→ **EXERCISE DETAILS**: Would you quote the material below in full and unchanged?

** BEGIN LISTING **

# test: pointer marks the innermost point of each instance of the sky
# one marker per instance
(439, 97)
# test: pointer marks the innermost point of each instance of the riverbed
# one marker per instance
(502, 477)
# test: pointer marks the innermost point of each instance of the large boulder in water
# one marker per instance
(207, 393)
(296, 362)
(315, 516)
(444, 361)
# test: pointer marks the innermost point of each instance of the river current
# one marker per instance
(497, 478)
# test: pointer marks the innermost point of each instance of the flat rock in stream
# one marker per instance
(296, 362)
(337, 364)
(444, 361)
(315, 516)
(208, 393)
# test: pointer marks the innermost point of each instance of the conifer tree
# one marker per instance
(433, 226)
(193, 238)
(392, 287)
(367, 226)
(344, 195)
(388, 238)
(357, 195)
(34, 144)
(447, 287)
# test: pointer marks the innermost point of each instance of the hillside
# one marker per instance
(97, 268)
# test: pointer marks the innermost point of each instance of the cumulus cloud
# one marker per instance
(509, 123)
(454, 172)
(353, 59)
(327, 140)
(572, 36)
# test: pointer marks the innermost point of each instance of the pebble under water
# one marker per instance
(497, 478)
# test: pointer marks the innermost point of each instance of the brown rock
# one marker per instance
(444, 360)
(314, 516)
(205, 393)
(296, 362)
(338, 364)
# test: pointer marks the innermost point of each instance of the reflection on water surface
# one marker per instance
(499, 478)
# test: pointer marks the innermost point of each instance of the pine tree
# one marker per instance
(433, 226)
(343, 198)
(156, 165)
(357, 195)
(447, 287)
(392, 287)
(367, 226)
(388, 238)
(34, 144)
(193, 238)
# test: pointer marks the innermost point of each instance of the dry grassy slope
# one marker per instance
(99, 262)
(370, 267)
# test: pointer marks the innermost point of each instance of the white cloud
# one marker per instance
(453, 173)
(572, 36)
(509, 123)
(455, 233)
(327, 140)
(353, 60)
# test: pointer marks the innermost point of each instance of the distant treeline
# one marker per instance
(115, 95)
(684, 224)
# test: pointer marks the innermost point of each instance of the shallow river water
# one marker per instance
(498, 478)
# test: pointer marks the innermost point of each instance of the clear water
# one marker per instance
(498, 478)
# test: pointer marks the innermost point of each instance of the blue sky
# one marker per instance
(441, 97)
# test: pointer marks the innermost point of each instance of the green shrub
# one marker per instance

** END LISTING **

→ **RESULT BELOW**:
# test: pointer marks the innermost point of each instance of the sky
# one marker per instance
(439, 97)
# test: pointer marks the innermost point of each instance of the riverbed
# one marker per instance
(502, 477)
# test: pointer marks the innermost point of each instance of the large boulder in water
# one marker per instance
(207, 393)
(296, 362)
(315, 516)
(444, 361)
# test: pointer marks the innermost point of each instance of the river current
# one marker per instance
(497, 478)
# test: pointer marks the innermost point of each instance of the flat rock in stream
# one marker per instance
(296, 362)
(337, 364)
(444, 361)
(315, 516)
(208, 393)
# test: pointer marks the innermost point of each instance of the conifer tree
# one marker per instance
(433, 226)
(193, 238)
(392, 287)
(367, 226)
(344, 195)
(388, 238)
(357, 195)
(34, 144)
(447, 287)
# test: pointer marks the innermost point of each instance of the hillside
# one marker per instance
(97, 268)
# test: pointer marks the innermost point of each instance of the cumulus cloud
# one marker per instance
(509, 123)
(454, 172)
(353, 59)
(327, 140)
(572, 36)
# test: pointer marks the innermost point of each instance of the pebble under water
# one marker per instance
(497, 478)
# test: pointer marks the innermost point of each instance of the brown rock
# one marker per instance
(444, 360)
(314, 516)
(205, 393)
(296, 362)
(338, 364)
# test: pointer marks the innermost point of each instance of the reflection on water surface
# one marker per instance
(499, 478)
# test: pointer marks the innermost point of each instance of the pine tree
# one marker per instance
(433, 226)
(343, 198)
(156, 165)
(357, 195)
(447, 287)
(392, 287)
(367, 226)
(388, 238)
(34, 144)
(193, 238)
# test: pointer marks the innermost point of each instance of the dry grassy slope
# one marker per instance
(99, 262)
(370, 267)
# test: pointer marks the innermost point of each instance of the white cloud
# one marker per instance
(453, 173)
(572, 36)
(509, 123)
(455, 233)
(327, 140)
(353, 60)
# test: pointer marks the innermost point of each instance of the distant treeline
# one marker per instance
(115, 95)
(684, 224)
# test: pointer marks the innermost point of each instance of the shallow river water
# one marker per instance
(498, 478)
# test: pointer marks the innermost point of each instance of the clear water
# one marker per instance
(498, 478)
# test: pointer marks the innermost point of each instance of the blue sky
# one marker per instance
(441, 97)
# test: pointer marks the innermost point of each instance of the green shrub
# one marker per instance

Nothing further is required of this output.